*** Opening Supplied entries ***

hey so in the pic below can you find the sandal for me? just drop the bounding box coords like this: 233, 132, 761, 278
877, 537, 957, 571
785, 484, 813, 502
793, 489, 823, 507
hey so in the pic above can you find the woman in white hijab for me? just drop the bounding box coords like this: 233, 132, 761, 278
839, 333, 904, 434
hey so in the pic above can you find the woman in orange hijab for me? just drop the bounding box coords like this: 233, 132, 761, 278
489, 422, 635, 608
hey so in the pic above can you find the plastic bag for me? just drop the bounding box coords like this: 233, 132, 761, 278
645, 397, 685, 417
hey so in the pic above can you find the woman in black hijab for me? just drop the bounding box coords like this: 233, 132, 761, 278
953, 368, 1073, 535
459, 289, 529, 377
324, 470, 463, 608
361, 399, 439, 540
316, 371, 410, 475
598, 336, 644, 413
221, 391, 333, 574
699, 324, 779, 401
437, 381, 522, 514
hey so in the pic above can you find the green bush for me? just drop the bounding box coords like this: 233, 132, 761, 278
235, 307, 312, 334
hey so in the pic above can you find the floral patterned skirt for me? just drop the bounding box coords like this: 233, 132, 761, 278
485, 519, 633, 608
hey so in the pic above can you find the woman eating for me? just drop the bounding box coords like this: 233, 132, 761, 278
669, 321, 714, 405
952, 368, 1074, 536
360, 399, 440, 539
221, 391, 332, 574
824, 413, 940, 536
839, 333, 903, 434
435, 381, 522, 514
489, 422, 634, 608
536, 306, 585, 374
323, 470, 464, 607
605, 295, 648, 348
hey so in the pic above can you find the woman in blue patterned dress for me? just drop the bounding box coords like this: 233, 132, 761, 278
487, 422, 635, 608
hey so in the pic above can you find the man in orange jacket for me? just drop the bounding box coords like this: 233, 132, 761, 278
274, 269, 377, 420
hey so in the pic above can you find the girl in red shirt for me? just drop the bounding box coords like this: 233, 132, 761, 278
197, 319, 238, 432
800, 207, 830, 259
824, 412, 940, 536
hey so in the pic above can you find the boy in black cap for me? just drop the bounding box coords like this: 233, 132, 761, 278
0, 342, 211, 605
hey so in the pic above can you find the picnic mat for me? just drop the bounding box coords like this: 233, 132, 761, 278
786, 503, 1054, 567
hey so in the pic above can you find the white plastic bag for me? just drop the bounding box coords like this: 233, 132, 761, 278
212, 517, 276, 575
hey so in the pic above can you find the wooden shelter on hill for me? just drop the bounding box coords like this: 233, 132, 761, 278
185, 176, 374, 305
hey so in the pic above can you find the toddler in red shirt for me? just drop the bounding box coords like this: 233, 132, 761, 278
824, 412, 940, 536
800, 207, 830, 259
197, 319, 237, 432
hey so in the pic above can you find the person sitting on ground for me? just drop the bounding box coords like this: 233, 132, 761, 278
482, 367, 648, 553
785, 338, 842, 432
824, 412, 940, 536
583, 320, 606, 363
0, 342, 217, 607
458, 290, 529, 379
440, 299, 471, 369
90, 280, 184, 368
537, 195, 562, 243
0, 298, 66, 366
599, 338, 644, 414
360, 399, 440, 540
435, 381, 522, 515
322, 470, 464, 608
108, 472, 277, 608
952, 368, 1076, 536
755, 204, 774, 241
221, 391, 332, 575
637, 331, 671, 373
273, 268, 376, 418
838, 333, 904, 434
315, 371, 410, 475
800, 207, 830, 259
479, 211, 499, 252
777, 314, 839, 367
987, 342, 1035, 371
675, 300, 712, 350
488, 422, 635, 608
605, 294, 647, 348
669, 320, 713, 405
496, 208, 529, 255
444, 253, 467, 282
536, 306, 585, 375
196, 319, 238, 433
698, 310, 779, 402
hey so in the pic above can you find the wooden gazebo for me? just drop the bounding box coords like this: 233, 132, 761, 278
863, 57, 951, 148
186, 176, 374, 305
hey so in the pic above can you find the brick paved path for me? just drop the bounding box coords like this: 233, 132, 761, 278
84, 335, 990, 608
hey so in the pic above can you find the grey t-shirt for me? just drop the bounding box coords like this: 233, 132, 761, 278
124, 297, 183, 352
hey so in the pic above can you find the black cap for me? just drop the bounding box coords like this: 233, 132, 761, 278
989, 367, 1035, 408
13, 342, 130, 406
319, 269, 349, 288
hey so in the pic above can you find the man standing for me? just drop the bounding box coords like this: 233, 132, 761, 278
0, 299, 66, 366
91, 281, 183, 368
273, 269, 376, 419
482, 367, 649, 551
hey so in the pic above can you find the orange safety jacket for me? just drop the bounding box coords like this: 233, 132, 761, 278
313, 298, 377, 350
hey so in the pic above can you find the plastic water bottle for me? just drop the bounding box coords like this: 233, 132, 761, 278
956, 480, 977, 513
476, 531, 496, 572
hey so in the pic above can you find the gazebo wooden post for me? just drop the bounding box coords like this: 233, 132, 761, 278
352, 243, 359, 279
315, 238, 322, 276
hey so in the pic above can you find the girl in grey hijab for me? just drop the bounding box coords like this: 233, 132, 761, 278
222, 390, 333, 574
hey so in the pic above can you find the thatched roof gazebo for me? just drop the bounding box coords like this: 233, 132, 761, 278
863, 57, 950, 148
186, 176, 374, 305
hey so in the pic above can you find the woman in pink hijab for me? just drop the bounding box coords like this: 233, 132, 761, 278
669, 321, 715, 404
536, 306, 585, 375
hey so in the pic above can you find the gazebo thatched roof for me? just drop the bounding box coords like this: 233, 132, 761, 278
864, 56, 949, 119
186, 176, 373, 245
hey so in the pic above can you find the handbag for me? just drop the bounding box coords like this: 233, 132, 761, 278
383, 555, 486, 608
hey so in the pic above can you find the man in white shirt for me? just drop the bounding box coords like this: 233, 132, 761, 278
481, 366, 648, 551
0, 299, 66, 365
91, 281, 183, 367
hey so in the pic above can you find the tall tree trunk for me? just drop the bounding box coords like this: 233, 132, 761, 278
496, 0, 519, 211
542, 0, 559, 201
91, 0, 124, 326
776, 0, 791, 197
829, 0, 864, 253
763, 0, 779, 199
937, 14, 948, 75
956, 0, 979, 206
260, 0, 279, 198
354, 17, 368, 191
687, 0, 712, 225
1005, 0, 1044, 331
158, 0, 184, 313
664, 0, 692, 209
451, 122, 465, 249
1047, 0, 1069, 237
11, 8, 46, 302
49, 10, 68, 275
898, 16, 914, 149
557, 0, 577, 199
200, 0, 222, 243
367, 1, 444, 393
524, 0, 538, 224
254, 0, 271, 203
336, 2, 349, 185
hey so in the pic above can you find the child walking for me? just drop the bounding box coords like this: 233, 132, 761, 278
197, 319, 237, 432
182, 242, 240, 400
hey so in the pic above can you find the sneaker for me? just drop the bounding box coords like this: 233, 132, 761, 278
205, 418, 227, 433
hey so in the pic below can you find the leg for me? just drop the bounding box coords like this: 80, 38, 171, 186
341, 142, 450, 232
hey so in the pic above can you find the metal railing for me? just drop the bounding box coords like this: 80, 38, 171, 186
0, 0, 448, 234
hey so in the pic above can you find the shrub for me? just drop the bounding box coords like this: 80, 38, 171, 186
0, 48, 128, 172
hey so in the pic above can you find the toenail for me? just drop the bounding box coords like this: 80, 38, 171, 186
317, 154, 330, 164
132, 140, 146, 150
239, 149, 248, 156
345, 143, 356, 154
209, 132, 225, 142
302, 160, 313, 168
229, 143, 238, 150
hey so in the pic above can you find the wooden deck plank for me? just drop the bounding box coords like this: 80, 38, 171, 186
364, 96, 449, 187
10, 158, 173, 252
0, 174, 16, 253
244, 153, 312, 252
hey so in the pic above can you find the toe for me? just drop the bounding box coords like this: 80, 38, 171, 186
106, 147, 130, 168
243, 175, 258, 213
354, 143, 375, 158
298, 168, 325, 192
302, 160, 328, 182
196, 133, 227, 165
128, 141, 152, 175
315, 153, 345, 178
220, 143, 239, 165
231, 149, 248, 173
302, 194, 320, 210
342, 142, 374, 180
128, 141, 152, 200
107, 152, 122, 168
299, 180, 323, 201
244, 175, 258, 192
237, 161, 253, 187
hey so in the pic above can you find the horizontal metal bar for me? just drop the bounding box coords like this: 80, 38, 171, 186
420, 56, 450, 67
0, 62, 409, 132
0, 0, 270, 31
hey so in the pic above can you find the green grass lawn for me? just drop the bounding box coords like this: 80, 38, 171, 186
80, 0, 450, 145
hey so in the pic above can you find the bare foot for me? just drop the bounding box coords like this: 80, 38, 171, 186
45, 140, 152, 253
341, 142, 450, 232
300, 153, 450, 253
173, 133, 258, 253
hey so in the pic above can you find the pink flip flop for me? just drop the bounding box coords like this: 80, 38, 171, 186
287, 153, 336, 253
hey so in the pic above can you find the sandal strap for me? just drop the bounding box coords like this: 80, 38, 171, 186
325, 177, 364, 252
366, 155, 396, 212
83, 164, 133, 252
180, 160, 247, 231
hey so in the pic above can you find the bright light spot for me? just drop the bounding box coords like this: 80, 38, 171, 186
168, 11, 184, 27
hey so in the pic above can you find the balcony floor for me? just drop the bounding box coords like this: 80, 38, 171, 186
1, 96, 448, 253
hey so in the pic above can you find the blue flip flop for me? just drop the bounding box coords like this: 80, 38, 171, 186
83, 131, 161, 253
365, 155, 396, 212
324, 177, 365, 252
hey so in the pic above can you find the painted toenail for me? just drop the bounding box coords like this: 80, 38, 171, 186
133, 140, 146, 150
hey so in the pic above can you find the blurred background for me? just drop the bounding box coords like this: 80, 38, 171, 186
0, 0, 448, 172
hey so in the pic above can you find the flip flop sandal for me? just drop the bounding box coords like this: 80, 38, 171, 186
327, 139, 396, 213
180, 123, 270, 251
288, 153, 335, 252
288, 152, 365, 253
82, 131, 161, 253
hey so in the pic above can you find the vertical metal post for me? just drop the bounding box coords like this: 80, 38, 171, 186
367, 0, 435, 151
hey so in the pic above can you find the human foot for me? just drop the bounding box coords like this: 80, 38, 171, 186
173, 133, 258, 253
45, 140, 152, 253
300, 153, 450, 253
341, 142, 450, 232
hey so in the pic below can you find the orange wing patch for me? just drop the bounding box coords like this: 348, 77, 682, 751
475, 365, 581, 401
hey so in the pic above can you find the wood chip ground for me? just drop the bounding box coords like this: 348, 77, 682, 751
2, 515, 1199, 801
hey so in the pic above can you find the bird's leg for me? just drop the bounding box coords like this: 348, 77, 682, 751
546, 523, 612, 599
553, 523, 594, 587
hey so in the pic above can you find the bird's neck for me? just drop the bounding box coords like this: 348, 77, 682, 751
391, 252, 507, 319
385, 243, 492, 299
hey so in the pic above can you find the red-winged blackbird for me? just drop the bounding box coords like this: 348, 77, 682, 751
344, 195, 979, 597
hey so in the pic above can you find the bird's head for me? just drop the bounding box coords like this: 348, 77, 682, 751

*** Closing Supplied entries ***

**Task objective**
Give back, word for word, only the lines from the one containing "hey so in the pic above can you find the flip" through the closing line of the entries.

**Output of the exercise**
hey so in the pic above can you find the flip flop sandal for me? just drop the bounding box coords like this: 80, 38, 171, 186
327, 139, 396, 213
180, 123, 270, 251
288, 153, 335, 252
288, 152, 365, 253
82, 131, 161, 253
hey so in the pic above can you find the vertical metal post for me? just drop the bounding box coords like this: 80, 38, 171, 186
367, 0, 435, 151
hey so in the pic above can you find the human foot for me? just drop the bounding box coords like this: 80, 38, 171, 186
173, 133, 258, 253
45, 140, 152, 253
300, 153, 450, 253
341, 142, 450, 232
hey so in the pic below can you find the orange wing patch for me? just drop the bounding box coords like this: 348, 77, 682, 751
475, 365, 581, 401
hey so in the pic above can you find the wood chip ground for me? just drop the bounding box coords like this: 348, 77, 682, 751
2, 515, 1199, 801
hey so in the pic above can you find the bird's leg for me? just drop the bounding box coords like this: 348, 77, 682, 751
546, 523, 612, 599
553, 523, 594, 587
hey so in the pic above can you find the bird's neck for me? just drop the bounding box coords like this: 348, 77, 682, 751
391, 252, 507, 319
385, 243, 492, 299
hey so in the pic above can you find the red-winged blackbird for me? just drop the bounding box coords like this: 348, 77, 682, 751
344, 195, 979, 597
hey so in the pic above can you find the bird's head for me? just drop the bounding box coords like this: 348, 77, 682, 751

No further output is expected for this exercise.